>> begin DATA FOR THIS EXERCISE
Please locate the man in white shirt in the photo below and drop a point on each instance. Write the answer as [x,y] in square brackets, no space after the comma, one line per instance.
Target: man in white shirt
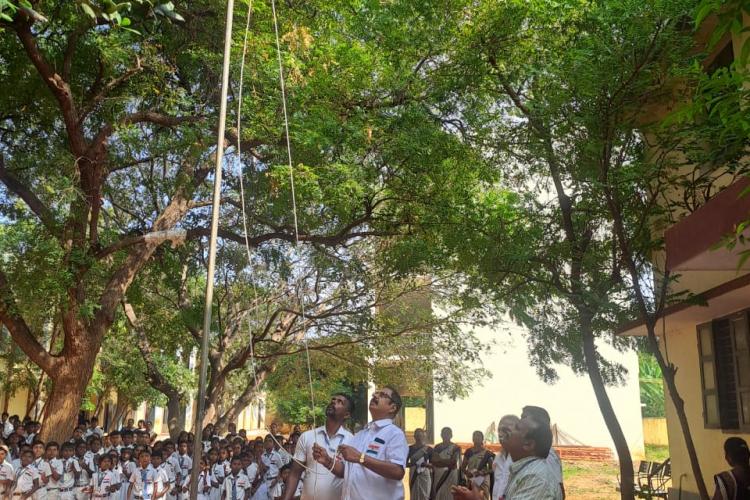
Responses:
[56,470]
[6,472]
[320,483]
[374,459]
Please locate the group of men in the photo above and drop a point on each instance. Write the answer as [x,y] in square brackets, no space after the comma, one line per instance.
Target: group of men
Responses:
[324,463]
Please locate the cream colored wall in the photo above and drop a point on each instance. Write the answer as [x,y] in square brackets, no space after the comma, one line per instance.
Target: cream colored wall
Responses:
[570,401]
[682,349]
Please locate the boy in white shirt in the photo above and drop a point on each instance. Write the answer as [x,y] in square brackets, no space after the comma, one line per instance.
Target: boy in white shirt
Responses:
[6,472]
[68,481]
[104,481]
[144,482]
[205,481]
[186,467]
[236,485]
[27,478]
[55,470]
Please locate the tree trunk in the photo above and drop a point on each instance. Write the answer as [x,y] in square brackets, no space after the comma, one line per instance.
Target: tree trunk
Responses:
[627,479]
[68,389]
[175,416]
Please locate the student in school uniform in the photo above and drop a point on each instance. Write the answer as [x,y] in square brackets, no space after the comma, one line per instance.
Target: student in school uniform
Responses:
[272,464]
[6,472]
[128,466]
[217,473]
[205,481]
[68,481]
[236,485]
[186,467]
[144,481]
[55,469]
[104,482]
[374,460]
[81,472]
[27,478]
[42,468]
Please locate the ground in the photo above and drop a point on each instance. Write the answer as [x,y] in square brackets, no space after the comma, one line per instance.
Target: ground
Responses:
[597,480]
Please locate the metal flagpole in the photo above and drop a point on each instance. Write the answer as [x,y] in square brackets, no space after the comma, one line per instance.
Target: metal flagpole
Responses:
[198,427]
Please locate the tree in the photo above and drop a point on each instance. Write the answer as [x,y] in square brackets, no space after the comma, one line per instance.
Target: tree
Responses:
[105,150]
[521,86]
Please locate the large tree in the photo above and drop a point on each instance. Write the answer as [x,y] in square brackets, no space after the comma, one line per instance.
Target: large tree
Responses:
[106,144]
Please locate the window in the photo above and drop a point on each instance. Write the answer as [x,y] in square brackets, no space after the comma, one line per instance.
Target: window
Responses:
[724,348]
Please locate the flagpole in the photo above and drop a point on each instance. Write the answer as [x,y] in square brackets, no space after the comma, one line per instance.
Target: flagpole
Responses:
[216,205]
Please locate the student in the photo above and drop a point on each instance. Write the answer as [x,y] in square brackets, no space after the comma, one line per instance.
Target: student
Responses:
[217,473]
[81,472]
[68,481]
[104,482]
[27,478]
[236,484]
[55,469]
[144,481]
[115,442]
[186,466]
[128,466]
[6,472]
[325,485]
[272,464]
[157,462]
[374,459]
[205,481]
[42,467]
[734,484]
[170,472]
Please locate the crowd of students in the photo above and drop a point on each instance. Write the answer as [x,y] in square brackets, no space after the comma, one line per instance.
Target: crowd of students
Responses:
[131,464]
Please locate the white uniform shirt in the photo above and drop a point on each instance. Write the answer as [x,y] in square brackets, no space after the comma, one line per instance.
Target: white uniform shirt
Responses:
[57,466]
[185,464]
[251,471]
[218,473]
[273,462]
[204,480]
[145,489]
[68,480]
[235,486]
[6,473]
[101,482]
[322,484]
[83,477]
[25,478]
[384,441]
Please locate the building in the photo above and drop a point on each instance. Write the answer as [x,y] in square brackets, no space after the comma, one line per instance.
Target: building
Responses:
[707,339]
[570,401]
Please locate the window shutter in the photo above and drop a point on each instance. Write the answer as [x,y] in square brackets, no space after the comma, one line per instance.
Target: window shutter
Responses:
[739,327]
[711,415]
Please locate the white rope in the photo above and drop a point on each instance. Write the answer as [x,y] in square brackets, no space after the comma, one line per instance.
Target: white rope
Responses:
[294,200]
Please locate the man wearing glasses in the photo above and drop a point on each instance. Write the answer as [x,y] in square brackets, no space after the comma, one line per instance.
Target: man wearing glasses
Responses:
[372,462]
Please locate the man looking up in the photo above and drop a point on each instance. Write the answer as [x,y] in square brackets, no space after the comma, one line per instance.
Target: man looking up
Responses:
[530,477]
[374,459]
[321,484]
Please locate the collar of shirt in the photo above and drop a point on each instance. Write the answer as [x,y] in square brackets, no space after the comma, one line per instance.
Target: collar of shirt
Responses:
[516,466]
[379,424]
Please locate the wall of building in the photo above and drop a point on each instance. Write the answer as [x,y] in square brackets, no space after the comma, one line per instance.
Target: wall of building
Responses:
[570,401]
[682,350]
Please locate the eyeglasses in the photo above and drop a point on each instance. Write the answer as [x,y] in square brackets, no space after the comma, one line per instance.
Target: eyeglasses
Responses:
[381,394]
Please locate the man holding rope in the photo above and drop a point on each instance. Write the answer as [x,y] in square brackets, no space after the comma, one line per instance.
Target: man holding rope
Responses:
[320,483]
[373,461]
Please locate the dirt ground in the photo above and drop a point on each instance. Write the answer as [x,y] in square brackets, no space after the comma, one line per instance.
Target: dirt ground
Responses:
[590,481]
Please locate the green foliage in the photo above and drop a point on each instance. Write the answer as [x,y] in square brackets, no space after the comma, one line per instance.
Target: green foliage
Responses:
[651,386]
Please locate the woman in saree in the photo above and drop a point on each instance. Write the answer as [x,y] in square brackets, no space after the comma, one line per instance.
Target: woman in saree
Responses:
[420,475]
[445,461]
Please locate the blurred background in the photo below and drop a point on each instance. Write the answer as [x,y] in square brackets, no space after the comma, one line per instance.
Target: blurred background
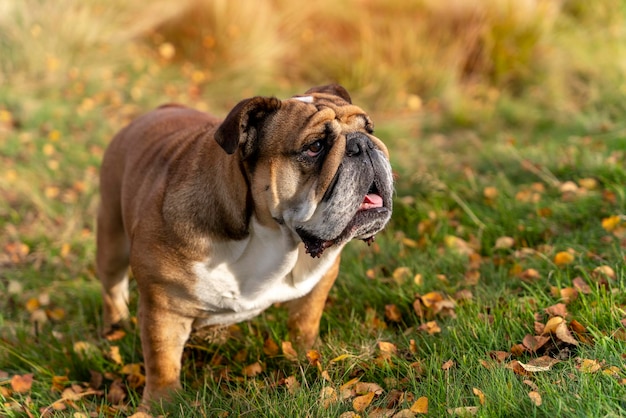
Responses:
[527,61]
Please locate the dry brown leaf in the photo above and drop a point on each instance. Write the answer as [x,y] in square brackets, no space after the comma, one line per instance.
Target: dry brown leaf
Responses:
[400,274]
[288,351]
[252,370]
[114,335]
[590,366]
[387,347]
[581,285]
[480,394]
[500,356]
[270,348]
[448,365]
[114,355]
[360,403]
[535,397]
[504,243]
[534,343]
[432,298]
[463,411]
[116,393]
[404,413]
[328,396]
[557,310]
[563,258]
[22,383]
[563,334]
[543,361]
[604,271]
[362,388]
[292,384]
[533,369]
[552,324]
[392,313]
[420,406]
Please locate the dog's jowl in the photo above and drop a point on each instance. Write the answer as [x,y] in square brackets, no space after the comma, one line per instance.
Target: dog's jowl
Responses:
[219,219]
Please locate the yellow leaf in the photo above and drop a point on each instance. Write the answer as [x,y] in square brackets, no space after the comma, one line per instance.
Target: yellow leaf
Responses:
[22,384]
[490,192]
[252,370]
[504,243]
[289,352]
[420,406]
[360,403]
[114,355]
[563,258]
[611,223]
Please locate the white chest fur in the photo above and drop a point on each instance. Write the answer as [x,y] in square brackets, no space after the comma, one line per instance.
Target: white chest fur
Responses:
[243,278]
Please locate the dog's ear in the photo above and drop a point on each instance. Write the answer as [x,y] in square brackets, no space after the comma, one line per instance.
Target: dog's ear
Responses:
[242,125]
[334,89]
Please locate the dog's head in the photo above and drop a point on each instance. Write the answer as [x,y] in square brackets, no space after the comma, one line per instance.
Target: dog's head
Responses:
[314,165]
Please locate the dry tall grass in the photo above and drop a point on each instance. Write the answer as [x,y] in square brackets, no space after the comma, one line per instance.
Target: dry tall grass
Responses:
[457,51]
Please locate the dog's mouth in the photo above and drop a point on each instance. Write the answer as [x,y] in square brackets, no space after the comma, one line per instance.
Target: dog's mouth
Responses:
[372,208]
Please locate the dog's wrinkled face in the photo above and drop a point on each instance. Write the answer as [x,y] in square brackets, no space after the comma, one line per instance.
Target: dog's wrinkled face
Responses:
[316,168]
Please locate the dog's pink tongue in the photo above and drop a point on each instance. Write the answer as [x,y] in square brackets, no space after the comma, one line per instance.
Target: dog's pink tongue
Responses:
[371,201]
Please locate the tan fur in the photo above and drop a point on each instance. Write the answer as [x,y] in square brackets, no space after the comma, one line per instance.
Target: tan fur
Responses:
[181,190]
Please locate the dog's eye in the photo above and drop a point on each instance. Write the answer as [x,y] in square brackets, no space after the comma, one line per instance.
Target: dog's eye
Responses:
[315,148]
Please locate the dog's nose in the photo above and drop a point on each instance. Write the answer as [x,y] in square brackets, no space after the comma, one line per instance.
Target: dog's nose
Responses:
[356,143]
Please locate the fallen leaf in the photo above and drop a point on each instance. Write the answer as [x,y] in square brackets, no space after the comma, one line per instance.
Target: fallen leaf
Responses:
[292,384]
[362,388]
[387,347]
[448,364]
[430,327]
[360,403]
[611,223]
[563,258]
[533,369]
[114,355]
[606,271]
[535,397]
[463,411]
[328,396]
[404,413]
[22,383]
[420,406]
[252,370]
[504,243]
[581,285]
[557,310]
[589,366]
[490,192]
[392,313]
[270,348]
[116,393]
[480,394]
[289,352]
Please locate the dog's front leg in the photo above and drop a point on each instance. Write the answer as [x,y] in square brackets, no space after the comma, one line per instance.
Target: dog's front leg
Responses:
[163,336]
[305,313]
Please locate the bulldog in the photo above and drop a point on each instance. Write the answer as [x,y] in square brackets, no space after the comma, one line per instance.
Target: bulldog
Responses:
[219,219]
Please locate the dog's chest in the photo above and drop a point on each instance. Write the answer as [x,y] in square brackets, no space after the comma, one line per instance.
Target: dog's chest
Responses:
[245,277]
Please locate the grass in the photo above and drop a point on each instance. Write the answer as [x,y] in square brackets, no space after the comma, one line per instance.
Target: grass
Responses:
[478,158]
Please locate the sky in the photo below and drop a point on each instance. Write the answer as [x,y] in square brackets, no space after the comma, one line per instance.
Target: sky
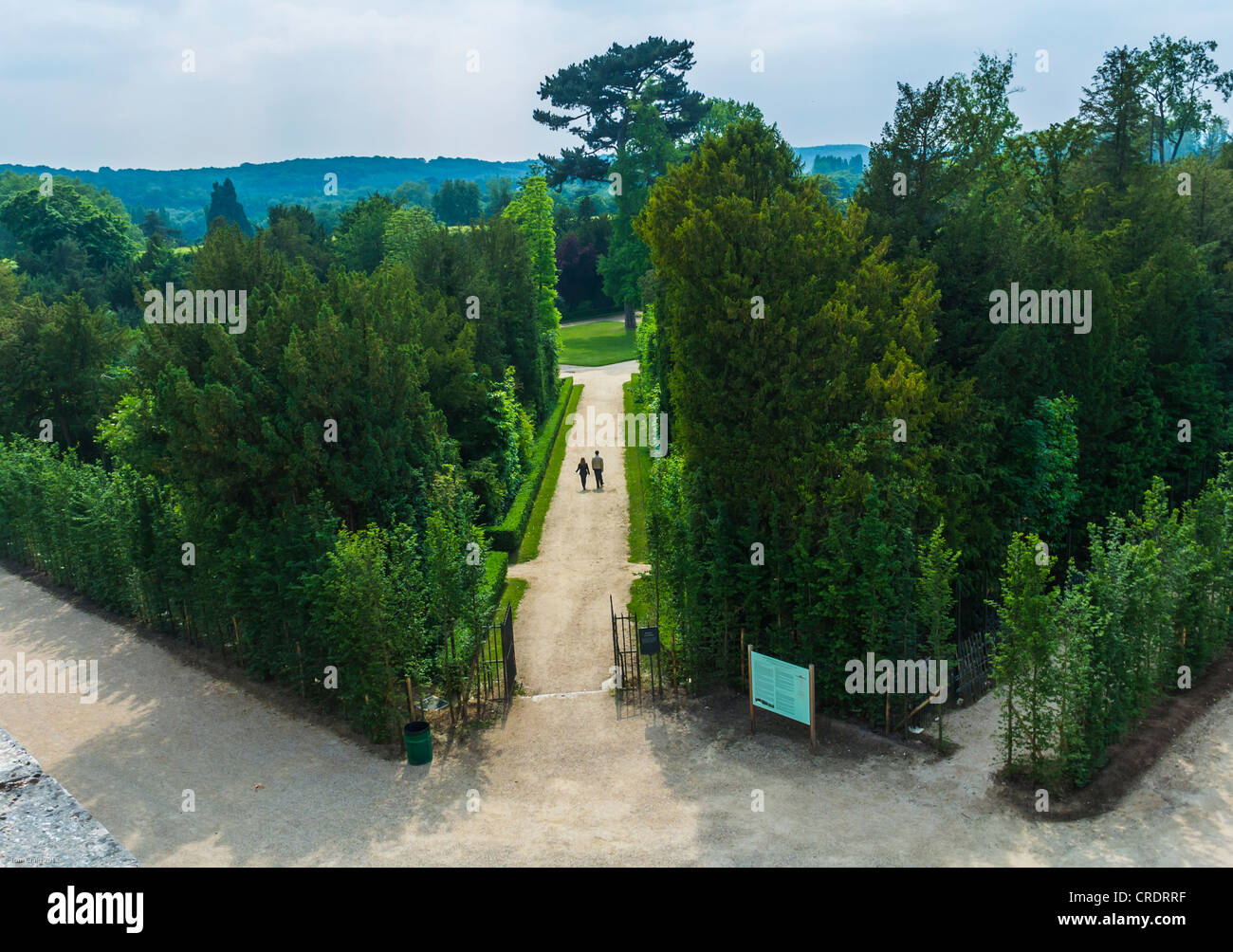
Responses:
>> end DATA FOR THIS EXERCISE
* _TASK BRIEF_
Beginning at the line that contains "Please locate the fallen", give the remaining lines of the records again exactly, through the last one. Leave out pictures.

* _ANSWER TO THE EXERCISE_
Please locate the fallen leaf in the photo above and drop a point on each instance. Write the answer as [x,y] in square brackets, no space after the comma, one line per instance.
Target: fallen leaf
Responses:
[292,384]
[362,388]
[387,347]
[448,364]
[430,327]
[360,403]
[611,223]
[563,258]
[533,369]
[114,355]
[606,271]
[535,397]
[463,411]
[328,396]
[404,413]
[22,383]
[420,406]
[252,370]
[504,243]
[581,285]
[557,310]
[589,366]
[490,192]
[392,313]
[270,348]
[116,393]
[480,394]
[289,352]
Please locate the dog's front leg in the photo above and drop a point on each instance. Write the answer as [x,y] in square brackets, no space after the comma, one line per instance.
Target: dog's front leg
Responses:
[163,336]
[305,313]
Please locate the bulldog in the photo above and drop a point on each instance. Write the answer as [x,y] in square brackets, no space after the comma, one line per instance.
Target: bulldog
Responses:
[219,219]
Please locate the dog's chest in the photo above and drop a point on each instance. Write the answer as [x,y] in square brackets, no space after the comma, one line per instance.
Target: dog's chest
Responses:
[245,277]
Please locate the grass in the photo above and drop a point on each instance. Write the answer as [x,y] in square brackets, no space after the comma, one line per instance.
Target: grass
Responses:
[478,158]
Please locate the sky in the photo below and drop a point on each instance. Write the answer as [x,y] in square brackets, no space after the comma, one line per instance.
Target: sky
Responses:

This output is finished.